▶ Actions to take
1 > In the excerpt about Leeds, who persistently topped the fouling charts at the turn of the Millennium?
2 > Can you rewrite the records from their first line up to and including the line with "[135, 57, 144, 66]", keeping the requests, with each bounding-box coordinate in the answers multiplied by 2.55 and rounded to a whole number (halves up)? Give back only those lines.

Aside from that easily-detected worry, though, is a deeper-seated threat. When Neil Warnock rolled into Elland Road, a giddy excitement gripped the fanbase. Gone were the apparently wishy-washy tactics of the Grayson days, and in would come solid defending and... more solid defending. The fact of the matter is that Warnock's team failed to score enough goals last season, and we regressed on Grayson's hard-fought position three points from the playoffs (incidentally, the same distance we'd reached in a season where Gradel, Johnson, Howson and Kilkenny had populated our midfield before they were snatched away). When Warnock arrived, we went from an attacking extreme to a defensive extreme. Foolishly, I suggest, because the midfield was severely weakened.
Is it being strengthed now as a matter of priority? Signings are being made there, but to me, it's a step too far to say that Rodolph Austin and Paul Green count as a strengthening. Paul Green is by all accounts the Yorkshire-born equivalent of Danny Pugh, and Austin, while he leaves Bergen with rave reviews, is still unproven in a truly competitive division and is middle-aged for a footballer. David Norris is another midfielder we have signed to bolster our midfield to give Neil Warnock more options.The common link between these players is that they're known as try-hards who can look after themselves.
I love the idea and legend of Dirty Leeds as much as anyone. You don't have to have watched the Revie side to know it's still a tradition strongly associated with the club - the persistent topping of the fouling charts by Lee Bowyer at the turn of the Millennium; the bottom and penultimate placing of Leeds in the fair play table over the last two seasons under Simon Grayson; the iconic status of Paddy Kisnorbo sporting the bloodied headband; the tackle from Michael Brown which put an end to the fragile Jacob Butterfield's season on that dreadful January day at Oakwell; Paul Connolly stating how he thrived on the atmosphere after his and Paul Robinson's 'smashing' of opposition players.

▶ Information supplied
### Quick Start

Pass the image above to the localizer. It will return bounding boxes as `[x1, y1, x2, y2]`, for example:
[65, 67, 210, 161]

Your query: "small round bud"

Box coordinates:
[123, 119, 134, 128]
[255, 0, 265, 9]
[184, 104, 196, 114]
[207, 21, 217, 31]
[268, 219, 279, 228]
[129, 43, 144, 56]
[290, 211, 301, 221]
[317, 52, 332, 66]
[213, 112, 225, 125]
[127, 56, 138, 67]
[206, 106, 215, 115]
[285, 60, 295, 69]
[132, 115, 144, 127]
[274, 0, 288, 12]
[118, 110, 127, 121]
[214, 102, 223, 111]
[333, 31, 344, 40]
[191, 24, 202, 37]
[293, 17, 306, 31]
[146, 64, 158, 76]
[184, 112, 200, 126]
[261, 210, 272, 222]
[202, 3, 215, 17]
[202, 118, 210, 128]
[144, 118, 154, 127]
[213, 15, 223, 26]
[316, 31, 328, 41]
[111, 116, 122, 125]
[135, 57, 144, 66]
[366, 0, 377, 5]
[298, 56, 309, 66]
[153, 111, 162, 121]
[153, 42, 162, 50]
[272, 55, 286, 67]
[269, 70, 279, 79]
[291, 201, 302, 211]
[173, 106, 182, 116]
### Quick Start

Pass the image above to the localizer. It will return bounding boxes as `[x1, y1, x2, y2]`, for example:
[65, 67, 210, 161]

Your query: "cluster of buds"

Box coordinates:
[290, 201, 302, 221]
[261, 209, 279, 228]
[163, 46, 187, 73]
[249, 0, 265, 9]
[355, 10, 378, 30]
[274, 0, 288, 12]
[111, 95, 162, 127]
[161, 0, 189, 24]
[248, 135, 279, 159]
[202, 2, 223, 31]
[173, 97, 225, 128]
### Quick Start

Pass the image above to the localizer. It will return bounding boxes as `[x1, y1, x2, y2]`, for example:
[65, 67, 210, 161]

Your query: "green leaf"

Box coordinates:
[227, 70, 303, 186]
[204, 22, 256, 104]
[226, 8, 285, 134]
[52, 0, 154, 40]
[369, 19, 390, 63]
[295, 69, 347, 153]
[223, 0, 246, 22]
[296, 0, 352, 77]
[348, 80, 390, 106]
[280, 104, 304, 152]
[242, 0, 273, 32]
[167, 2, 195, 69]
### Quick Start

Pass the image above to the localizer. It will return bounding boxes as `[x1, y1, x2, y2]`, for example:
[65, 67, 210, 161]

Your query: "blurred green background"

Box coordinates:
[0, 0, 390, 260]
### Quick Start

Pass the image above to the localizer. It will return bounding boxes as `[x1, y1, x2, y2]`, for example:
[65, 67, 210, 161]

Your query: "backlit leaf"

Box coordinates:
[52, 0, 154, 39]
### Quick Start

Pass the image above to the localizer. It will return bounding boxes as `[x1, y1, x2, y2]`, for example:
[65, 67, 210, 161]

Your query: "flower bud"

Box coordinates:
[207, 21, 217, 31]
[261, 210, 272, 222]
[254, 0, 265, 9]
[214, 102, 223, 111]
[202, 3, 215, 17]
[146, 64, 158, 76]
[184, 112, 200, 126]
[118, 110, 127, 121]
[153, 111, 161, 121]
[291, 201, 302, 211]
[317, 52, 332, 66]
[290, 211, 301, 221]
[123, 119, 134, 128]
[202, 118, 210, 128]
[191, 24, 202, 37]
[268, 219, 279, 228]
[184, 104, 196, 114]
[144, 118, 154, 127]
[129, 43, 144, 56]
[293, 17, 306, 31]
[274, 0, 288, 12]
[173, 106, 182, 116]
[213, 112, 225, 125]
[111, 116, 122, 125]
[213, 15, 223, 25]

▶ Task solutions
1 > Lee Bowyer

2 >
### Quick Start

Pass the image above to the localizer. It will return bounding boxes as `[x1, y1, x2, y2]`, for example:
[65, 67, 210, 161]

Your query: "small round bud"

Box coordinates:
[314, 303, 342, 326]
[650, 0, 676, 23]
[469, 265, 500, 291]
[528, 54, 553, 79]
[683, 558, 711, 581]
[329, 110, 367, 143]
[740, 538, 768, 564]
[808, 133, 847, 168]
[543, 286, 574, 319]
[324, 143, 352, 171]
[525, 270, 548, 293]
[727, 153, 752, 176]
[337, 293, 367, 324]
[699, 0, 734, 31]
[301, 281, 324, 309]
[546, 260, 569, 283]
[849, 79, 877, 102]
[487, 61, 515, 94]
[747, 43, 780, 79]
[372, 163, 403, 194]
[469, 286, 510, 321]
[666, 536, 694, 566]
[515, 8, 548, 43]
[515, 301, 536, 326]
[367, 301, 393, 324]
[543, 38, 569, 66]
[806, 79, 836, 105]
[283, 296, 311, 319]
[344, 145, 367, 168]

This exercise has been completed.